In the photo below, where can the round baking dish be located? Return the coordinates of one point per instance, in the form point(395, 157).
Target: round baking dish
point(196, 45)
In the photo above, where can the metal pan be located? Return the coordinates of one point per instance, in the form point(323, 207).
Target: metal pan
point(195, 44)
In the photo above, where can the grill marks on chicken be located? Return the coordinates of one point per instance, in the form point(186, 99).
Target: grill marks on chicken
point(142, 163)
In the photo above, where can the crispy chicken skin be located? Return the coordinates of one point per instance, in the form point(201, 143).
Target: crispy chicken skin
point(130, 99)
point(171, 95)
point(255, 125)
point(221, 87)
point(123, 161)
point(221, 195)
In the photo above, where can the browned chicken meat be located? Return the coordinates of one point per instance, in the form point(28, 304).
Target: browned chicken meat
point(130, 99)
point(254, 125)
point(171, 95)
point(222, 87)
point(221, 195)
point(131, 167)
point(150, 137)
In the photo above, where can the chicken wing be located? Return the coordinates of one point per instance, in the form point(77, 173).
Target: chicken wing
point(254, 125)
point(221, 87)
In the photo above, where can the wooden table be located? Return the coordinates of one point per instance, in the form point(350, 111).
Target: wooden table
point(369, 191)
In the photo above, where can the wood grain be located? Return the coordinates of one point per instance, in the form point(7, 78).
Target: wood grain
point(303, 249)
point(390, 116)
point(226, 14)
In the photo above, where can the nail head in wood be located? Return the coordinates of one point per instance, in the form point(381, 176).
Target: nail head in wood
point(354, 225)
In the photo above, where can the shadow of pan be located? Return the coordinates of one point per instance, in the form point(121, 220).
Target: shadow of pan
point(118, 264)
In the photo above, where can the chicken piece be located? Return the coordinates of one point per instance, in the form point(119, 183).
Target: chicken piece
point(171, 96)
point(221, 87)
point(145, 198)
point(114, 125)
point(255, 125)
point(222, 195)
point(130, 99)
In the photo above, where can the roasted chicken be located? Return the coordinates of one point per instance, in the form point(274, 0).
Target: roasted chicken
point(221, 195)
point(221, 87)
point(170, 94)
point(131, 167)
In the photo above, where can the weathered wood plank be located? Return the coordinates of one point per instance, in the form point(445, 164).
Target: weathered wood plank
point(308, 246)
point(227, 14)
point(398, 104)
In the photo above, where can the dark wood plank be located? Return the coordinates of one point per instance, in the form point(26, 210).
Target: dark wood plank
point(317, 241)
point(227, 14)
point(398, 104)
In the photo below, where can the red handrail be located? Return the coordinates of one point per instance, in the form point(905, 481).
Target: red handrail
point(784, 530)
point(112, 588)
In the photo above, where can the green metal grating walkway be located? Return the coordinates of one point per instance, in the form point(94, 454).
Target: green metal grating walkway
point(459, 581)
------------------------------------------------------------------------
-- Exercise --
Copy out every line, starting with the line that contains "In the photo above, where can the shadow" and going on through the end of the records. Decrease each coordinate in the answer points by 88, and leave every other number unchanged.

-- Worked answer --
In the photo above, where can the shadow of pan be located? Return the coordinates of one point per instance, in the form point(121, 220).
Target: shadow of pan
point(30, 176)
In the photo above, where can the chicken piece be located? Return the coordinates of one point per instance, in the form point(119, 183).
Target: chicken piece
point(83, 8)
point(133, -1)
point(57, 110)
point(26, 37)
point(167, 37)
point(134, 107)
point(42, 11)
In the photo above, where can the roasted chicken be located? Return the coordinates of one point per instance, in the form point(274, 0).
Target: roasted chicken
point(133, 107)
point(133, -1)
point(82, 6)
point(43, 79)
In the photo above, where can the weathered wood plank be located? Return the coordinates of one point per instance, in the form point(445, 164).
Target: weathered wood plank
point(220, 158)
point(139, -74)
point(310, 16)
In the photo above, where can the dark wood plank be located? Return the coordinates of one point per instance, in the form point(26, 210).
Target: dark wood plank
point(229, 153)
point(139, -74)
point(310, 16)
In the photo below, where can the red handrail be located? Return the coordinates of one point per instance, in the form point(905, 481).
Target: red handrail
point(696, 442)
point(24, 500)
In the photo above, where can the green metal grating walkway be located? Return the coordinates of one point per instance, in the form point(94, 454).
Target: green metal grating walkway
point(371, 493)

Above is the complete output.